§ TASK GOAL: Identify and copy each line of the data below that contains the string "plant". Matching is case-sensitive.

[Excerpts of bounding box data]
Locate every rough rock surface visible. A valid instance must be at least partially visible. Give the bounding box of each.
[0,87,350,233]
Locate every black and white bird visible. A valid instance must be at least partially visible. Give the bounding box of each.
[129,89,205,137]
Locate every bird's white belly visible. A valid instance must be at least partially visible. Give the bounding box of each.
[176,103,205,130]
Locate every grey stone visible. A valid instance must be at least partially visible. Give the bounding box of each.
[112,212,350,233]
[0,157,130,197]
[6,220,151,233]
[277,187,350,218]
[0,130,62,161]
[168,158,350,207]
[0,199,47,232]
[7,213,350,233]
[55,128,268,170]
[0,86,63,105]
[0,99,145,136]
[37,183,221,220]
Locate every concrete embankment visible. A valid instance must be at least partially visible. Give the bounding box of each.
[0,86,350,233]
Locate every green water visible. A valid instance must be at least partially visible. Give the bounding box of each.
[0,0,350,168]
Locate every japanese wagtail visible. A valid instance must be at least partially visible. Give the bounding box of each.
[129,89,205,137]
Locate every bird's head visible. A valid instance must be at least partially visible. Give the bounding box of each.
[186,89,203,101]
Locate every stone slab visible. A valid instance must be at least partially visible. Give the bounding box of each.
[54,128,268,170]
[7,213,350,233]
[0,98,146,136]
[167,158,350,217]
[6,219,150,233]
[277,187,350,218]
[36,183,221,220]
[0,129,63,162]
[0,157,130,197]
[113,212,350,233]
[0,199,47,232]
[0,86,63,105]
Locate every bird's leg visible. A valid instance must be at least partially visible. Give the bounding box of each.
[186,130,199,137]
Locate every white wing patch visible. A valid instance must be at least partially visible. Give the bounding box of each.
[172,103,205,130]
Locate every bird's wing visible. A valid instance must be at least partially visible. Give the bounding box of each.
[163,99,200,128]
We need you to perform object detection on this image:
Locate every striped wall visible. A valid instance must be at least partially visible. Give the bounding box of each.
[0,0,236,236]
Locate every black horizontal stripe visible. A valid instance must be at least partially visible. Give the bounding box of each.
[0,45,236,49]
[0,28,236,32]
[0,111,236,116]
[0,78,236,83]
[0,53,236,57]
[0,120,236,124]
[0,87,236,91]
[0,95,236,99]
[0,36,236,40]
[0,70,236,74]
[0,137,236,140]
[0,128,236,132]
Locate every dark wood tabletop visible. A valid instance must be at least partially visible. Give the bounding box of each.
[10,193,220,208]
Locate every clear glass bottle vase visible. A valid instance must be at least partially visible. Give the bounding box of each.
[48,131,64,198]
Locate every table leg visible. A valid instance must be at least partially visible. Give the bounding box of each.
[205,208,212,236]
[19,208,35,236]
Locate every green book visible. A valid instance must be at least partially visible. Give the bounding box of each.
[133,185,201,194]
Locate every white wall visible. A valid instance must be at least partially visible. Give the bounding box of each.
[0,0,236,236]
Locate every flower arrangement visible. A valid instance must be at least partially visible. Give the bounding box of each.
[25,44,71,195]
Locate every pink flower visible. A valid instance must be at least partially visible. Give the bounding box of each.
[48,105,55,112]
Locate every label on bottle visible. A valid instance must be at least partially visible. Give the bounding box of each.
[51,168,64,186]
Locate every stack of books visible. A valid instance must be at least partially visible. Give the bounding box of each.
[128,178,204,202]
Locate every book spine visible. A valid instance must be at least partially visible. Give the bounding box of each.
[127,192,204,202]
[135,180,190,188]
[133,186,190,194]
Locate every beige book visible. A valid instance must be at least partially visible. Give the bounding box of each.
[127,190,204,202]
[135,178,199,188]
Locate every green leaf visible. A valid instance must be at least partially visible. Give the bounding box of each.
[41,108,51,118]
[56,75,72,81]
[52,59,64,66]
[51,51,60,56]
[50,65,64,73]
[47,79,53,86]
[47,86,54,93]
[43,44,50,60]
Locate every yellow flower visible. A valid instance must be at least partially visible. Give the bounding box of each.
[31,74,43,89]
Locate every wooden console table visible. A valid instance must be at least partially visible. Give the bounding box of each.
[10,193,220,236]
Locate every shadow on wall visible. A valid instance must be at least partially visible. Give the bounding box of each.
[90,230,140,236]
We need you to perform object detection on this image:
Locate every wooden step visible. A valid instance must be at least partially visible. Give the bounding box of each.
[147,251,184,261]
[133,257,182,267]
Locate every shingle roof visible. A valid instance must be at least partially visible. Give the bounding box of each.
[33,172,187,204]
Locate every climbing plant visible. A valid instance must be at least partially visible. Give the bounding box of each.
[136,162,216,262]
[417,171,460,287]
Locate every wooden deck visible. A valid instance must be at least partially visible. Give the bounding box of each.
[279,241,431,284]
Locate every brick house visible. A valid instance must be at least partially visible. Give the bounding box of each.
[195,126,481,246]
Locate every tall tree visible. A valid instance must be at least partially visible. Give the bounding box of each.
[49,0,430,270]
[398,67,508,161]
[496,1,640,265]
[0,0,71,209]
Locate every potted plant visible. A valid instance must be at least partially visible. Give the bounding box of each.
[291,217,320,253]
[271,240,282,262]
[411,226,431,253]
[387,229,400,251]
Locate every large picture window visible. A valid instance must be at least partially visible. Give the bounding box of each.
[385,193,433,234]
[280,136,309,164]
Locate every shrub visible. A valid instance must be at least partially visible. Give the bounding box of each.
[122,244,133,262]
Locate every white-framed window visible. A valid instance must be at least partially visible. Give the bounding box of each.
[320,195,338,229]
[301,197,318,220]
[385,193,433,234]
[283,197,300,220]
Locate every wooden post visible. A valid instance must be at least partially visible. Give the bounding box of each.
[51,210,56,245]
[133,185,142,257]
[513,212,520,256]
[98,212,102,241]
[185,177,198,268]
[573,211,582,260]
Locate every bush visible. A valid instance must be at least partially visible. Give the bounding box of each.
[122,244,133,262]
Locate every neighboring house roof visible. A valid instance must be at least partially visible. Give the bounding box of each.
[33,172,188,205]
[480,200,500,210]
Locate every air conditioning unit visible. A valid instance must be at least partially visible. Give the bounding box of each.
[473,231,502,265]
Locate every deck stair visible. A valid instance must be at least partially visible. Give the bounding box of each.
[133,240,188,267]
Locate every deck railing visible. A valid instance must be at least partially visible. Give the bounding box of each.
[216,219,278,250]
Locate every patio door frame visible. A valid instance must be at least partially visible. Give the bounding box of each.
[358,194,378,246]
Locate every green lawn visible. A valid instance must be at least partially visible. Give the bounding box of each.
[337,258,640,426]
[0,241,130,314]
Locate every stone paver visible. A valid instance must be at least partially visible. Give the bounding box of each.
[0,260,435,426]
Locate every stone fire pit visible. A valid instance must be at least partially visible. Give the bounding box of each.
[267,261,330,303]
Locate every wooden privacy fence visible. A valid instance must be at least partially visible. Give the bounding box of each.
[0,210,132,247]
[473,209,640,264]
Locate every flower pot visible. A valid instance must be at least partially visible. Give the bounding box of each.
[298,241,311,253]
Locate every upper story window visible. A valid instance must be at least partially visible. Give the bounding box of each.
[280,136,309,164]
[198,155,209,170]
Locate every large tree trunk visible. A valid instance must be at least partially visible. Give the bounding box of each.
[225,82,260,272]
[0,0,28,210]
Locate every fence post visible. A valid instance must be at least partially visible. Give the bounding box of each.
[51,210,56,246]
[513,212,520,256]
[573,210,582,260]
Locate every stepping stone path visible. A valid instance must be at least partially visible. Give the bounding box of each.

§ WRITTEN ANSWER:
Locate every climbing plant visible. A valid instance must be at least partially visible. Give the bounding box of each.
Locate every potted plant visible. A valid instance must be at least partially visible. Give the bounding box of each.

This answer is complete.